Saturday, March 21, 2015

Kendrick Lamar - To Pimp a Butterfly (Semi-Review)



Kendrick Lamar is an asset to hip hop and music in general. The title "King Kendrick" is absolutely appropriate and well-earned. Kendrick is a remarkably gifted writer, proficient to such an extent that the listener often has to press rewind in order to decipher his lexical gymnastic routines. To Pimp a Butterfly, Kendrick Lamar's ambitious new album, is nothing short of a tour de force. If a hip hop artist were to emulate Marvin Gaye's infinitely-pertinent What's Going On, it'd sound a lot like To Pimp a Butterfly. (That's just a thought I had mid-way through my second play-through of the album.) The sequencing is dope. The writing is on-point and nothing short of brilliant. Kendrick sounds perfectly comfortable and adept with the inventive soundbeds he's jumping off of. The subject matter is painfully relevant - and Kendrick tackles it with expertise and innovative approaches. (I sound like a total Stan, don't I?) What more can I say about this record? Oh. How about this: I don't f**k with it.

No, I didn't just pull a 180° before your very eyes. Let me explain! Don't get me wrong, I still genuinely stand by the praise I heaped on To Pimp a Butterfly in the previous paragraph. But I just can't see myself playing this record from start to finish in the year 2016 (and beyond).

## Exercise task
Repeat the review word for word, starting with "No, I didn't" and going on through "2016 (and beyond).". The items are unrelated to the review.

## Data extract

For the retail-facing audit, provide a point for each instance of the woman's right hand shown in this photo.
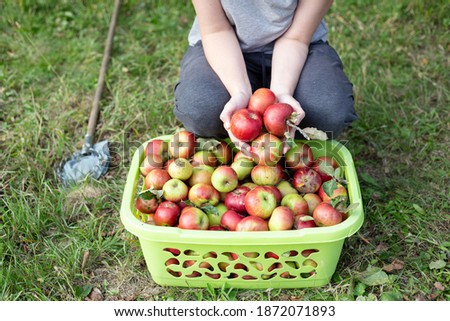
(237, 102)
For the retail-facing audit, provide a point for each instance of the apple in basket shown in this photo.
(193, 218)
(166, 214)
(182, 144)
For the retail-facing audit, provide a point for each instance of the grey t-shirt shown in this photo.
(258, 23)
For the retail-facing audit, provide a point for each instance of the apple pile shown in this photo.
(196, 183)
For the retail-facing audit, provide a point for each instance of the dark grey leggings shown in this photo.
(323, 91)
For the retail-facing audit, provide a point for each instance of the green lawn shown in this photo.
(59, 243)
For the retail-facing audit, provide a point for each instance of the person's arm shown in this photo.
(291, 50)
(224, 54)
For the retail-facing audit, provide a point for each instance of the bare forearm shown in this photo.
(291, 49)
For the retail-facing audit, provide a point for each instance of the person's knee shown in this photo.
(200, 113)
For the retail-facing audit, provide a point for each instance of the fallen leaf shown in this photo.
(438, 264)
(395, 265)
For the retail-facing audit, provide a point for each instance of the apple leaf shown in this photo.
(210, 209)
(314, 133)
(329, 187)
(327, 169)
(373, 276)
(151, 193)
(351, 207)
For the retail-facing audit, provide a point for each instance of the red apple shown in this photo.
(299, 156)
(252, 223)
(167, 214)
(193, 218)
(326, 215)
(266, 149)
(276, 118)
(157, 147)
(146, 204)
(235, 200)
(275, 192)
(296, 203)
(224, 179)
(304, 221)
(203, 194)
(156, 179)
(306, 180)
(175, 190)
(216, 228)
(260, 201)
(223, 153)
(182, 144)
(150, 163)
(261, 99)
(201, 174)
(285, 188)
(282, 219)
(313, 200)
(324, 161)
(180, 168)
(246, 125)
(230, 219)
(204, 157)
(240, 154)
(339, 192)
(266, 175)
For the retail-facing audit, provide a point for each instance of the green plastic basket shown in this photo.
(273, 259)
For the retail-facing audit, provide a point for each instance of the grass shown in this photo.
(59, 243)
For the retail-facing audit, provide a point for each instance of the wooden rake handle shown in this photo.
(93, 118)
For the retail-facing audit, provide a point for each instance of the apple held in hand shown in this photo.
(266, 175)
(282, 219)
(156, 179)
(326, 215)
(167, 214)
(182, 144)
(260, 201)
(252, 224)
(235, 200)
(299, 156)
(193, 218)
(276, 118)
(224, 179)
(261, 99)
(175, 190)
(266, 149)
(306, 180)
(201, 194)
(246, 125)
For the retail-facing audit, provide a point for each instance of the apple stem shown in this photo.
(292, 125)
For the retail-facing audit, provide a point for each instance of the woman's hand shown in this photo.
(237, 102)
(288, 99)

## Complete answer
No, I didn't just pull a 180° before your very eyes. Let me explain! Don't get me wrong, I still genuinely stand by the praise I heaped on To Pimp a Butterfly in the previous paragraph. But I just can't see myself playing this record from start to finish in the year 2016 (and beyond).